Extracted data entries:
== == ==
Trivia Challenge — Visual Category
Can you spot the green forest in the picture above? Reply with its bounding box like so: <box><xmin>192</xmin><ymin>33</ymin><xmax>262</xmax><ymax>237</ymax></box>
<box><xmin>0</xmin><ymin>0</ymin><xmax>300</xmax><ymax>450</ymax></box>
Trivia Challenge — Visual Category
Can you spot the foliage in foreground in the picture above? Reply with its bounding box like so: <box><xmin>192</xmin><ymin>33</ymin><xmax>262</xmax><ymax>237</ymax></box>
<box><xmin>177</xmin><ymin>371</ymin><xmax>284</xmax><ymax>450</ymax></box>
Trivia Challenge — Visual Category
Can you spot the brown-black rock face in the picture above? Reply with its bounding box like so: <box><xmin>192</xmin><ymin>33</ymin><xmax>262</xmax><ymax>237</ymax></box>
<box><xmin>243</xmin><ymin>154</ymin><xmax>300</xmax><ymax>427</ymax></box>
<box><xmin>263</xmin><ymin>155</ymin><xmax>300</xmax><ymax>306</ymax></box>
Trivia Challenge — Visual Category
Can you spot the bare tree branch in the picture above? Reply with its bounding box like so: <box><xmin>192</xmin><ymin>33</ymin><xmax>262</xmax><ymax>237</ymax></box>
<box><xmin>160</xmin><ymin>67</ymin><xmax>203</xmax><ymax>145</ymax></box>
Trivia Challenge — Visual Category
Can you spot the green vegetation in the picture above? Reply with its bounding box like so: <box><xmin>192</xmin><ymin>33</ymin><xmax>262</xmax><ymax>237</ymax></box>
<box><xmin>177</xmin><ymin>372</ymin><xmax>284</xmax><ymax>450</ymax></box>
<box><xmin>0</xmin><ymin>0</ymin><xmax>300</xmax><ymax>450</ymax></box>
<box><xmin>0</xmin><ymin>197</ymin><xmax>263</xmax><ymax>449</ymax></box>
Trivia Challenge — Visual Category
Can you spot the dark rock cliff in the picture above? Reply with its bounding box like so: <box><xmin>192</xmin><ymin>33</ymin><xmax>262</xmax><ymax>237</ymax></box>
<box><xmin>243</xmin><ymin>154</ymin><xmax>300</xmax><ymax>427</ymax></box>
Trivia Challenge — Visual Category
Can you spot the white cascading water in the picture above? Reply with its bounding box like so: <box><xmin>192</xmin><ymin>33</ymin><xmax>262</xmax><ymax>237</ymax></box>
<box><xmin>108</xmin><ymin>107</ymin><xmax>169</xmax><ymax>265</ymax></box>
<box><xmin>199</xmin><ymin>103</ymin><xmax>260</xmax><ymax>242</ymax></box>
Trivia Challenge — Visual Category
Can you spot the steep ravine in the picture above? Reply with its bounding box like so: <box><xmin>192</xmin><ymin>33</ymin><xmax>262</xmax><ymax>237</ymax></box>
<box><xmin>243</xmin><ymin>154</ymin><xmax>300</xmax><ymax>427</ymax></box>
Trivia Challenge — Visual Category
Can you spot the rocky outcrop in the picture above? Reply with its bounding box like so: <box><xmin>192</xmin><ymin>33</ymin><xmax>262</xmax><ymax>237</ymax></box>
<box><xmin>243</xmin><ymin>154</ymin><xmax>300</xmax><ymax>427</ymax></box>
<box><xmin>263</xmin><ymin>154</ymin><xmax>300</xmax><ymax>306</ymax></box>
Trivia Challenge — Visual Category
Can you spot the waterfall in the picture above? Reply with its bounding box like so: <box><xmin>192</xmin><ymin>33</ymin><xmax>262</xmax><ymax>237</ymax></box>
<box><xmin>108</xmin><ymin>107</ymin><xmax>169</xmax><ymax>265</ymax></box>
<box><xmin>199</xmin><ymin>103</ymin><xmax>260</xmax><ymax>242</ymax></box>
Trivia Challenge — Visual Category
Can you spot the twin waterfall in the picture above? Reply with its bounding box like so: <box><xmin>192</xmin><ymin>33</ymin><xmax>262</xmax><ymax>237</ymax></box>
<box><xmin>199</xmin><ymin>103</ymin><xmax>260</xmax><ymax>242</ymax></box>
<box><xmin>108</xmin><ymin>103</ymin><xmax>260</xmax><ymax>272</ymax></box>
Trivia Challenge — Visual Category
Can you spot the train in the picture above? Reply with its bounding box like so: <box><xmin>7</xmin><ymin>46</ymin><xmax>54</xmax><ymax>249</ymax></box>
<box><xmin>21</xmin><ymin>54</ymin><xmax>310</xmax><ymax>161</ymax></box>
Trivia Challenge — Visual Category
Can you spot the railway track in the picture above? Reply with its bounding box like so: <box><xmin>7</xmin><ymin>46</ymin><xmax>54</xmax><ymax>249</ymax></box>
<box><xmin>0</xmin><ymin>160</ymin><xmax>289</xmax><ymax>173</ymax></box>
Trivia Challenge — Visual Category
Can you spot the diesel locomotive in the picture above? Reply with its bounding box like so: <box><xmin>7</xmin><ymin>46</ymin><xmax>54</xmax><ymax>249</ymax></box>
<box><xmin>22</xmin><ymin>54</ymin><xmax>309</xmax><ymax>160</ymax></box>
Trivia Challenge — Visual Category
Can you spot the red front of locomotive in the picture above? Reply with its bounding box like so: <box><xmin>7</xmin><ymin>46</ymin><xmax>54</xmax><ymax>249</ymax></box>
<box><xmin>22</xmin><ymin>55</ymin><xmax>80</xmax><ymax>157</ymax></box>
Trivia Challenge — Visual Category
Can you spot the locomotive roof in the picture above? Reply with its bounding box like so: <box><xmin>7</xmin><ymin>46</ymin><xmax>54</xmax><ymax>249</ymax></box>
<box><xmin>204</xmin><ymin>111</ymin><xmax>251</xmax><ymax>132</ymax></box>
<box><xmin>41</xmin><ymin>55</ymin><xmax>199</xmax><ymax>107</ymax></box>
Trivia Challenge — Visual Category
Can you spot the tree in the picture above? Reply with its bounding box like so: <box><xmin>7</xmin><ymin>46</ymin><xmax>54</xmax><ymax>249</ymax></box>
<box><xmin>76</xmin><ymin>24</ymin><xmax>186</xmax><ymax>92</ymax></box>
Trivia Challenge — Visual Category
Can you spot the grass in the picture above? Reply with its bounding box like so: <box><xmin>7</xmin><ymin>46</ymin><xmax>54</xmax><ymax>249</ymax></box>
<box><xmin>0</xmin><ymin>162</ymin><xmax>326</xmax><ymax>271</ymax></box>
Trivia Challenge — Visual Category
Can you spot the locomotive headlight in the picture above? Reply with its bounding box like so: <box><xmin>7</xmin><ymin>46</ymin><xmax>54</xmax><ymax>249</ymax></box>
== == ==
▶ [What is needed]
Return every line of the data above that contains the string "waterfall", matching case exactly.

▶ [Output of the exercise]
Can you spot the waterfall in the picture above? Reply with its bounding box like so: <box><xmin>192</xmin><ymin>33</ymin><xmax>262</xmax><ymax>237</ymax></box>
Can you spot the twin waterfall in the picture above? Reply with its bounding box like so: <box><xmin>192</xmin><ymin>33</ymin><xmax>262</xmax><ymax>237</ymax></box>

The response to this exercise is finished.